(Position identification records)
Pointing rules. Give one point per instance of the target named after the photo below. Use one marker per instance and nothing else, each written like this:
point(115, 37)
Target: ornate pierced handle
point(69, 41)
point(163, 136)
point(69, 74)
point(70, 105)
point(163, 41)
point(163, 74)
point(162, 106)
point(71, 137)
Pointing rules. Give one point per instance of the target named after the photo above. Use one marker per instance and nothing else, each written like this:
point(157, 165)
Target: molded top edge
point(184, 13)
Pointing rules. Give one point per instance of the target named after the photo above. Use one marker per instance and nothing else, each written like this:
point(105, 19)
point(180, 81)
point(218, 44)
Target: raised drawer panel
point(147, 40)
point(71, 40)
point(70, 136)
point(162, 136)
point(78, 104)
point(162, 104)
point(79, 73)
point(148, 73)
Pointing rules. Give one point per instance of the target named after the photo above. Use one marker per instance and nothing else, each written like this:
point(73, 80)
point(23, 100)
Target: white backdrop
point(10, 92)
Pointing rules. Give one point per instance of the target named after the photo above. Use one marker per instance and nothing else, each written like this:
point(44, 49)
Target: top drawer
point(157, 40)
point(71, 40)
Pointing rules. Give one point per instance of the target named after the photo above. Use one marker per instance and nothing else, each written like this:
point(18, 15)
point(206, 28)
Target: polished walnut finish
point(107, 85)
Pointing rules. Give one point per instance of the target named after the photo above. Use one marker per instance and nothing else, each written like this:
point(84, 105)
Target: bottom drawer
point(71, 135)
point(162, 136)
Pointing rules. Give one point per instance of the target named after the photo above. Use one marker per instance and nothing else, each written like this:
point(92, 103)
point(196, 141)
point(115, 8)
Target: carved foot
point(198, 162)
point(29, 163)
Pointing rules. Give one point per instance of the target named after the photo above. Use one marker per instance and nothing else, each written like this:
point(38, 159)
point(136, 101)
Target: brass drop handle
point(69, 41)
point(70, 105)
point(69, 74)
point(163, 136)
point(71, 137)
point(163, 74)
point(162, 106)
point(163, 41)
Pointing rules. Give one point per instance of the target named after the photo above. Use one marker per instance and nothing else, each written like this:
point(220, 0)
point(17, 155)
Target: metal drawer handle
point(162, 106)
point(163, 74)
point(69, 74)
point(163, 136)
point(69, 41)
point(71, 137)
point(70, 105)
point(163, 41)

• AIM: Convert all of the rows above into a JSON array of strings, with one string per line and no strings for blank lines.

• COMPLETE ANSWER:
[
  "Pointing rules. Give one point per instance of the target named after the photo below. Use one marker per instance and nothing else, each written like this:",
  "point(115, 37)",
  "Target: ornate pierced handle",
  "point(69, 41)",
  "point(163, 136)",
  "point(69, 74)",
  "point(70, 105)",
  "point(163, 41)",
  "point(163, 74)",
  "point(162, 106)",
  "point(71, 137)",
  "Pointing rules. Give one point per instance of the target named after the photo above. Use one marker per instance and nothing else, each written like this:",
  "point(157, 165)",
  "Target: molded top edge",
  "point(184, 13)",
  "Pointing rules. Give one point per instance of the target named after the photo above. Use one marker per instance and nothing else, each written like this:",
  "point(105, 19)",
  "point(180, 81)",
  "point(218, 44)",
  "Target: raised drawer panel",
  "point(147, 40)",
  "point(71, 40)",
  "point(70, 136)",
  "point(162, 136)",
  "point(78, 104)",
  "point(162, 104)",
  "point(79, 73)",
  "point(148, 73)",
  "Pointing rules. Give one point per instance of the target named after the photo above. Use one marker per instance and nothing else, each written like this:",
  "point(73, 80)",
  "point(23, 100)",
  "Target: white backdrop",
  "point(10, 92)",
  "Pointing rules. Give one point per instance of the target named after the photo above. Use one marker per instance and nothing else, each written like this:",
  "point(44, 49)",
  "Target: top drawer",
  "point(157, 40)",
  "point(71, 40)",
  "Pointing rules. Give one point per instance of the target named after the photo above. Use one marker per instance and nothing else, each written like this:",
  "point(18, 15)",
  "point(206, 28)",
  "Target: polished walnut finish",
  "point(107, 85)",
  "Pointing rules. Give one point per instance of the target named after the photo above. Use one marker per instance and nothing else, each written like this:",
  "point(84, 105)",
  "Target: bottom drawer",
  "point(71, 135)",
  "point(162, 136)",
  "Pointing rules. Give one point per instance of the target named after the photo above. Use one marker per instance and nothing else, each written like this:",
  "point(92, 103)",
  "point(196, 141)",
  "point(115, 8)",
  "Target: carved foot",
  "point(198, 162)",
  "point(29, 163)",
  "Pointing rules. Give one point per instance of the target named after the photo above. Use one marker per instance and nothing else, each written like this:",
  "point(38, 159)",
  "point(136, 101)",
  "Target: brass drop handle",
  "point(69, 41)",
  "point(70, 105)",
  "point(69, 74)",
  "point(163, 136)",
  "point(71, 137)",
  "point(163, 74)",
  "point(162, 106)",
  "point(163, 41)",
  "Pointing rules. Give one point per instance of the target named after the photo above. Use one marker per instance and nothing else, each written like this:",
  "point(220, 0)",
  "point(17, 155)",
  "Target: metal drawer handle",
  "point(162, 106)",
  "point(163, 74)",
  "point(69, 74)",
  "point(163, 136)",
  "point(69, 41)",
  "point(71, 137)",
  "point(70, 105)",
  "point(163, 41)"
]